• _Your goal_
In the shingles passage, how long after the pain begins does the rash appear?

• _Passage_
+===+

Herpes zoster (shingles) is a nerve and skin infection that occurs as a result of reactivation of latent varicella zoster virus (VZV). Approximately one million cases of shingles are diagnosed each year in the U.S. People with a history of a primary varicella infection (chickenpox) have a 10 to 20 percent lifetime chance of developing shingles. Shingles is more common in older adults as immunity to VZV declines over time, however shingles in younger persons does occur. Usually the likelihood of developing shingles begins to rise between 50 and 60 years of age. Also a family history of shingles is a risk factor. Other groups of people are at increased risk of shingles. Those groups include organ transplant recipients, people with compromised immune systems, and those with cancer or HIV/AIDS. Sometimes shingles in a younger person may be the first sign of an HIV infection.
Shingles typically appears on the upper abdomen, mid to upper back, torso, or head, which are the same areas where the rash from chickenpox occurs. Shingles involving the eye can be particularly troublesome, and if untreated, may lead to blindness. Shingles begins first with pain in the affected area. Because the red, blistery rash of shingles appears about three to four days after the onset of pain, a person with shingles may not realize that the pain is from shingles until the rash appears. Typically the rash appears on one side of the body and does not cross the midline. Because the VZV infects a spinal nerve causing an inflammation of the nerve, or neuritis, the pain can be excruciating and debilitating. A small percentage of shingles sufferers may go on to develop postherpetic neuralgia where the pain may last for many months or longer.

+===+

• _Dataset extract_
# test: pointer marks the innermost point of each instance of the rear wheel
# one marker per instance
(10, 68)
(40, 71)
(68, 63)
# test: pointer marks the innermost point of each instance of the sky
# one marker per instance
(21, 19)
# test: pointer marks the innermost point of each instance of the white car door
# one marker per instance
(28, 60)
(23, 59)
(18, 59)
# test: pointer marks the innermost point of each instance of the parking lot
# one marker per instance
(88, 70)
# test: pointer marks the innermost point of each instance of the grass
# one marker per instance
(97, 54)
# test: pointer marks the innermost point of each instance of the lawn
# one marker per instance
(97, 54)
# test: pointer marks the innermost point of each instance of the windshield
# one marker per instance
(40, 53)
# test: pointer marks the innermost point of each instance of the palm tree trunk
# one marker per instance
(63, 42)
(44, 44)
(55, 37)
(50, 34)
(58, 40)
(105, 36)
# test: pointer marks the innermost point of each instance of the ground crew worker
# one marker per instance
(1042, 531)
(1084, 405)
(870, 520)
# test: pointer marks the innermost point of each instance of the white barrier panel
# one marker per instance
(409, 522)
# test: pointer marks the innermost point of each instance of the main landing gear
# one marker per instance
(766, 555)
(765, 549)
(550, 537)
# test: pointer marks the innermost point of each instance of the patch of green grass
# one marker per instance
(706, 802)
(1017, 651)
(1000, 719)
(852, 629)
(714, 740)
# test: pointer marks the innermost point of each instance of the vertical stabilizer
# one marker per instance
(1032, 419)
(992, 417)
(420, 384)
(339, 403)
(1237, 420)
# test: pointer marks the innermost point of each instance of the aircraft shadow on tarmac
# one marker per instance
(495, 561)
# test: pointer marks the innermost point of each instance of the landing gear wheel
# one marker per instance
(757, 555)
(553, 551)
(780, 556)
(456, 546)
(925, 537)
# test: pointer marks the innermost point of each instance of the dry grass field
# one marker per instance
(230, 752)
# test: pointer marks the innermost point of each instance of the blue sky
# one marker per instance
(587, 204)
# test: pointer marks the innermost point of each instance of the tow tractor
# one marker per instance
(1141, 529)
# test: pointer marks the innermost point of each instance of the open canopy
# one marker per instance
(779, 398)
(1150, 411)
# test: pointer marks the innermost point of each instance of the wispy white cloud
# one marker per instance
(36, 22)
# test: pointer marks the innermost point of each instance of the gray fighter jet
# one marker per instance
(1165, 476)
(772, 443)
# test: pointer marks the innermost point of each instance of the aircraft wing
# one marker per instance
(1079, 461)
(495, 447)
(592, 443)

+===+

• _Expected answer_
About three to four days after the onset of pain.